**YOUR TASKS:**
A) Repeat, word for word, everything in the article on the Lady Indians' basketball offseason from "The Lady Indians, as" down to "expire on June 1.".
B) Using the article on the Lady Indians' basketball offseason, answer:
(i) Who will assist Phillips?
(ii) How many players have shown up so far?
(iii) When was the OHSAA's mandatory dead period originally set to expire?

**TEXT FOR ANALYSIS:**

# # # # # # #

Former Valley standout Darby High will assist Phillips, as the Lady Indians’ limited time in the gym so far has been spent improving fundamentals.
“Our main focus for now is on skill development. We are working on shooting, ball-handling, strength, speed and footwork,” he said. “We can’t have any 5-on-5 or any ‘regular’ full-team practices right now, but there is a lot in the way of conditioning and basic basketball skills that we need to work on.”
Phillips said the Lady Indians’ numbers are up to 22, as —given the social distancing guidelines in place for summer workouts —they are working in three different groups.
“Our numbers are good so far with 22 showing up. That’s exciting. That allows us to fill full varsity and junior varsity teams. We have a lot of underclassmen, there are a lot of talented girls in the freshmen and sophomore classes. Our goal is to win every game, but we have to trust the process and always prepare ourselves,” he said. “We will have a young team, so building strength and getting better with our fundamentals is very important.”
The Lady Indians, as is the case with other Ohio high school basketball squads, are enduring an offseason unlike any other.
In response to the coronavirus threat, the Ohio High School Athletic Association announced a mandatory dead period in mid-March —which was originally set to expire on June 1.
Ohio Lt. Governor Jon Husted, last month, announced that the state and the OHSAA have agreed to allow —started on Tuesday, May 26 —ALL student-athletes to begin individual skills training at school facilities, BUT at the discretion of individual school districts.

# # # # # # #

**MATERIAL PROVIDED:**
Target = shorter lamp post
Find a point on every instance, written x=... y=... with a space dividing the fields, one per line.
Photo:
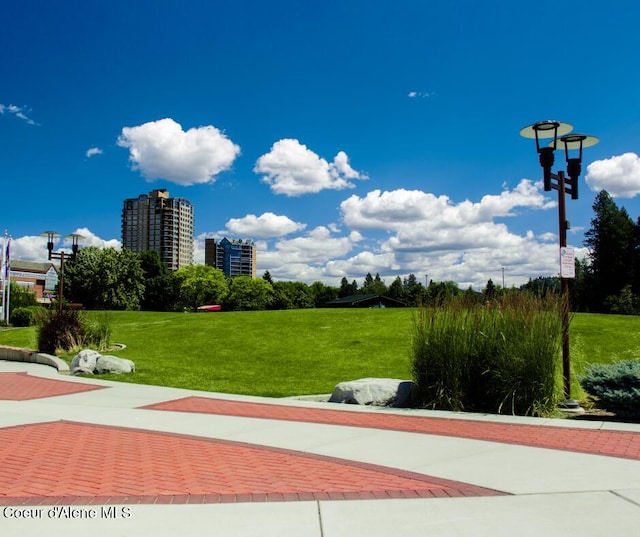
x=573 y=145
x=61 y=255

# # # # # # #

**SOLUTIONS BELOW:**
A)
The Lady Indians, as is the case with other Ohio high school basketball squads, are enduring an offseason unlike any other.
In response to the coronavirus threat, the Ohio High School Athletic Association announced a mandatory dead period in mid-March —which was originally set to expire on June 1.

B)
(i) Former Valley standout Darby High
(ii) 22
(iii) June 1